» REQUEST
Write out the material again exactly, please, and omit the pictures.

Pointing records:

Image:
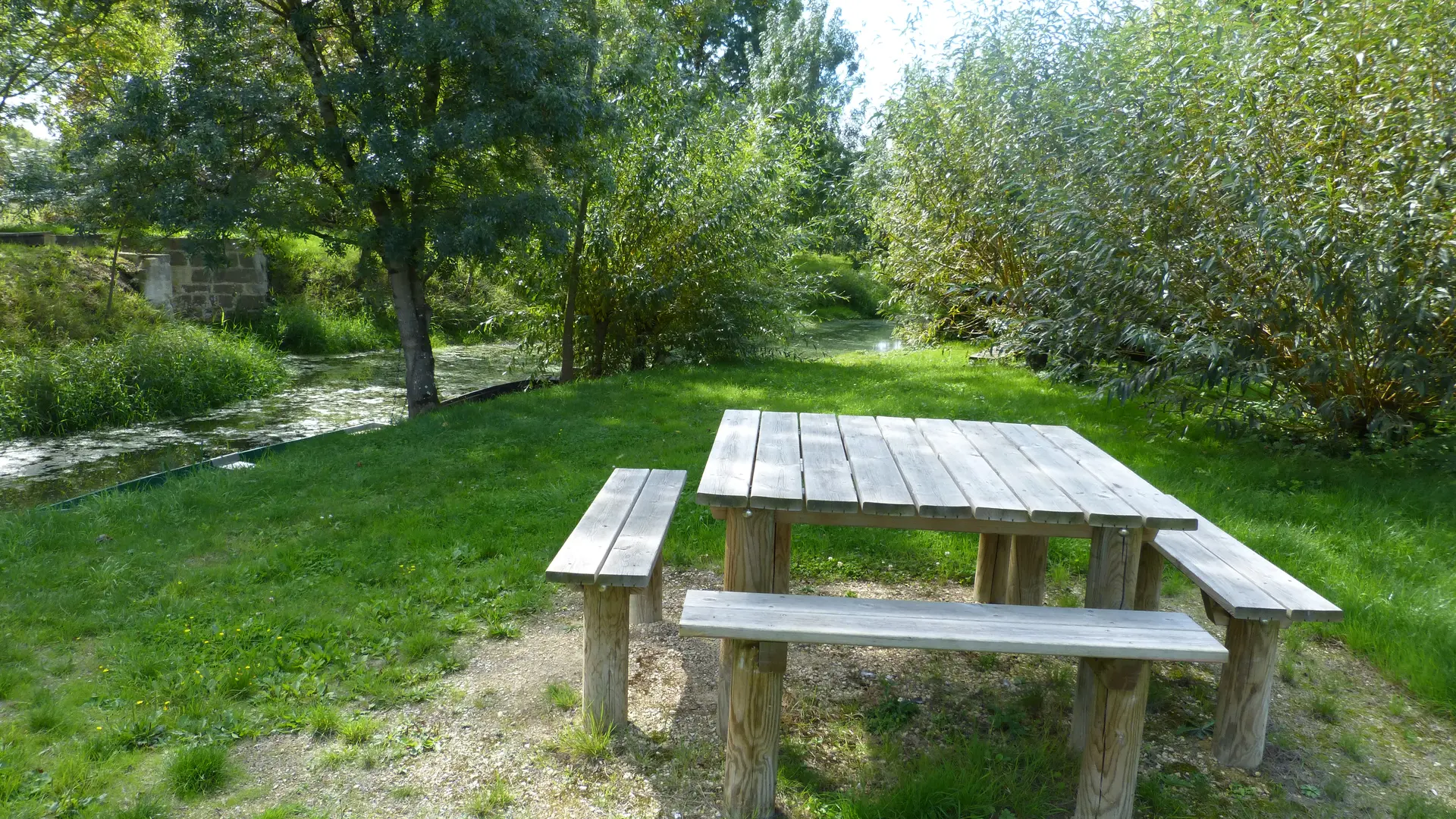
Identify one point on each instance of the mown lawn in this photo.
(334, 576)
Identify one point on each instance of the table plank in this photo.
(1095, 499)
(989, 496)
(1038, 494)
(585, 550)
(730, 464)
(1159, 510)
(930, 485)
(635, 551)
(777, 468)
(829, 485)
(956, 627)
(877, 479)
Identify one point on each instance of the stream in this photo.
(327, 392)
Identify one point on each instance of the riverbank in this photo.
(235, 604)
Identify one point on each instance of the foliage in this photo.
(303, 327)
(172, 371)
(1245, 206)
(184, 582)
(50, 297)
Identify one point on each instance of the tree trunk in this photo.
(599, 344)
(568, 327)
(413, 311)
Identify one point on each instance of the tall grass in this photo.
(1247, 206)
(172, 371)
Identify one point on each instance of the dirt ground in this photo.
(1343, 742)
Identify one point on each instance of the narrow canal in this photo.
(327, 392)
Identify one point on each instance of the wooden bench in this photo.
(1117, 645)
(1254, 599)
(615, 556)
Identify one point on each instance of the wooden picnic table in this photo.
(1014, 484)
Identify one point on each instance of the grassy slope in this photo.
(231, 602)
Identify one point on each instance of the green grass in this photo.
(232, 604)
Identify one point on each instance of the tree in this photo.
(416, 130)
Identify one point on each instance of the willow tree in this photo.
(414, 130)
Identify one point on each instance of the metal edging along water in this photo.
(251, 455)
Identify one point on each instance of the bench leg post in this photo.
(1028, 570)
(1245, 687)
(647, 604)
(604, 665)
(1149, 580)
(992, 569)
(748, 566)
(1111, 585)
(752, 757)
(1109, 781)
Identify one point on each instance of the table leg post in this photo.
(1245, 687)
(992, 569)
(1149, 580)
(752, 755)
(604, 656)
(647, 604)
(1028, 570)
(1111, 585)
(1109, 783)
(748, 561)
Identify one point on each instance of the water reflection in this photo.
(327, 392)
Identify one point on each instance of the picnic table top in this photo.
(928, 468)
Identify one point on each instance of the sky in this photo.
(893, 33)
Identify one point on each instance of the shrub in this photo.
(199, 770)
(1244, 207)
(174, 371)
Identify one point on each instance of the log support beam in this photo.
(1245, 689)
(604, 654)
(1109, 781)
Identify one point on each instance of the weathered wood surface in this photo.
(930, 485)
(827, 482)
(1242, 582)
(604, 654)
(638, 545)
(1040, 496)
(984, 490)
(778, 471)
(992, 569)
(877, 477)
(1159, 510)
(588, 544)
(1242, 714)
(730, 465)
(647, 602)
(752, 752)
(1109, 784)
(957, 627)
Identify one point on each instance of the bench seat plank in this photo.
(932, 487)
(987, 493)
(1239, 579)
(1041, 497)
(778, 474)
(957, 627)
(877, 477)
(827, 482)
(1161, 510)
(730, 464)
(635, 553)
(1103, 506)
(585, 550)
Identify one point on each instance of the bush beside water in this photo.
(171, 371)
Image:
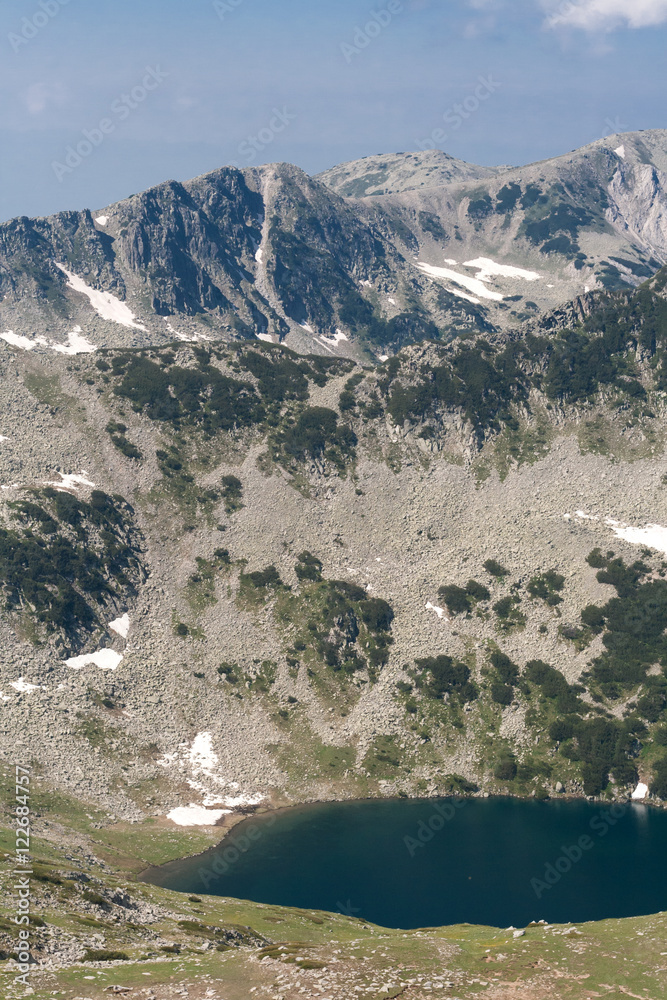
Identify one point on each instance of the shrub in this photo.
(493, 568)
(593, 618)
(317, 432)
(126, 447)
(659, 783)
(561, 730)
(506, 769)
(94, 897)
(652, 704)
(456, 599)
(596, 559)
(102, 955)
(477, 591)
(232, 492)
(507, 671)
(502, 694)
(444, 676)
(262, 579)
(309, 567)
(377, 615)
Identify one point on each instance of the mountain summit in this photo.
(358, 261)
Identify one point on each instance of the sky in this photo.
(101, 99)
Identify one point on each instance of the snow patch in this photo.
(337, 338)
(121, 626)
(653, 536)
(201, 761)
(194, 815)
(105, 304)
(105, 659)
(473, 285)
(488, 269)
(70, 482)
(23, 687)
(23, 342)
(185, 337)
(76, 344)
(462, 295)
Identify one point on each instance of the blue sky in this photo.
(253, 81)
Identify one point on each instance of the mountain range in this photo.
(358, 261)
(335, 487)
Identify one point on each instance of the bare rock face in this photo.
(356, 262)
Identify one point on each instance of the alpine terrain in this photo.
(331, 487)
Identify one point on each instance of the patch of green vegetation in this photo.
(316, 435)
(69, 558)
(441, 677)
(462, 600)
(120, 441)
(494, 568)
(339, 627)
(256, 587)
(232, 493)
(200, 591)
(632, 626)
(309, 567)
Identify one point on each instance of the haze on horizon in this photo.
(172, 90)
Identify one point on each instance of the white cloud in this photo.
(605, 15)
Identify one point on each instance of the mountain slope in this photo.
(270, 253)
(321, 580)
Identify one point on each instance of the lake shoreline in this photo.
(232, 822)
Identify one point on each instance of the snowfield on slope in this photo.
(105, 304)
(201, 761)
(651, 536)
(76, 343)
(105, 659)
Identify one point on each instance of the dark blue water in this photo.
(417, 863)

» TASK RESPONSE
Image:
Identify one point on each instance of the mown lawn in this photo.
(334, 576)
Identify one point on each instance of the table plank in this photo.
(1095, 499)
(989, 496)
(1038, 494)
(585, 550)
(730, 464)
(1159, 510)
(930, 485)
(635, 551)
(777, 468)
(829, 485)
(956, 627)
(877, 479)
Identify one point on each instance of the stream in this photo.
(327, 392)
Identify one point on each instance of the riverbank in this photo.
(235, 604)
Identify one point on each instance of the foliage in this photo.
(303, 327)
(172, 371)
(1245, 206)
(184, 582)
(50, 297)
Identify one point on each instance of the tree trunk in this photo.
(599, 344)
(568, 327)
(413, 311)
Identify one point on each instance of the tall grass in this photo.
(1247, 206)
(172, 371)
Identify one point on each instance of the dirt ground in this photo.
(1343, 742)
Identify one point on each instance of the narrow canal in this photo.
(327, 392)
Identify one point on each instance of the wooden bench in this photo.
(1117, 645)
(1254, 599)
(615, 556)
Identify one point on each instance of the wooden picnic table in this photo.
(1014, 484)
Identify one point on each instance of the grassy slope in this photo.
(231, 602)
Identify one point on each instance of the green grass in this photo.
(232, 604)
Identify one point on each instance of the tree in this photo.
(416, 130)
Identify one point on each instance of the willow tree in this photo.
(414, 130)
Identify one point on each instance of the metal edging along water in this photo.
(251, 455)
Identify one point on each instance of the bench leg post in this photo.
(1028, 570)
(1245, 687)
(647, 604)
(604, 665)
(1149, 580)
(992, 569)
(748, 566)
(1111, 585)
(752, 757)
(1109, 781)
Identify one point on each instance of the table leg post in this photo.
(1245, 687)
(992, 569)
(1149, 580)
(752, 755)
(604, 656)
(647, 604)
(1028, 570)
(1111, 585)
(1109, 783)
(748, 561)
Identify one point on each instance of the water reflection in this photo.
(327, 392)
Identify one point on each instance of the picnic table top in this photo.
(928, 468)
Identify one point on each instance of the sky in this photo.
(893, 33)
Identify one point on each instance of the shrub in this photo.
(199, 770)
(1244, 207)
(174, 371)
Identify one point on each instance of the log support beam in this photo.
(1245, 689)
(604, 654)
(1109, 781)
Identify one point on each instance of the weathered wood surface in this photo.
(930, 485)
(827, 482)
(1242, 582)
(604, 654)
(638, 545)
(1040, 496)
(984, 490)
(778, 471)
(992, 569)
(877, 477)
(1159, 510)
(588, 544)
(1242, 714)
(730, 465)
(647, 602)
(752, 752)
(1109, 784)
(957, 627)
Identify one point on each instance of the bench seat plank in this photo.
(932, 487)
(987, 493)
(1239, 579)
(1041, 497)
(778, 474)
(957, 627)
(877, 477)
(827, 482)
(1161, 510)
(730, 464)
(635, 553)
(1103, 506)
(585, 550)
Identify one point on each instance of the bush beside water in this photo.
(171, 371)
Image:
Identify one point on each instance of the shrub in this photo.
(493, 568)
(593, 618)
(317, 432)
(126, 447)
(659, 783)
(561, 730)
(506, 769)
(94, 897)
(652, 704)
(456, 599)
(596, 559)
(102, 955)
(477, 591)
(232, 492)
(507, 671)
(502, 694)
(444, 676)
(262, 579)
(309, 567)
(377, 615)
Identify one point on each instance of the mountain summit in this photo.
(358, 261)
Identify one point on each instance of the sky in this photo.
(101, 99)
Identify one point on each instance of the snow patch in this photo.
(337, 338)
(121, 626)
(653, 536)
(201, 761)
(194, 815)
(105, 304)
(105, 659)
(473, 285)
(488, 269)
(70, 482)
(23, 687)
(23, 342)
(185, 337)
(76, 344)
(462, 295)
Identify one point on each instance of the blue sky in this photo.
(253, 81)
Identify one point on each instance of the mountain range in this photo.
(358, 261)
(335, 487)
Identify one point on each instance of the bare rock face in this photo.
(356, 262)
Identify one point on each instance of the alpine terrain in this photo.
(331, 487)
Identify one point on each instance of the patch of green vegetation in this photo.
(316, 435)
(69, 558)
(441, 677)
(462, 600)
(120, 441)
(494, 568)
(339, 627)
(256, 587)
(232, 493)
(200, 591)
(632, 626)
(309, 567)
Identify one point on each instance of the haze on horizon in this photo.
(172, 90)
Identify one point on each instance of the white cloud in this photo.
(605, 15)
Identify one point on each instance of the mountain slope in this photo.
(270, 253)
(321, 580)
Identify one point on each instance of the lake shoreline in this photo.
(232, 822)
Identify one point on each instance of the snowfield on slope in this photo.
(105, 304)
(201, 761)
(651, 536)
(76, 343)
(105, 659)
Identify one point on each instance of the dark blue water in this photo.
(417, 863)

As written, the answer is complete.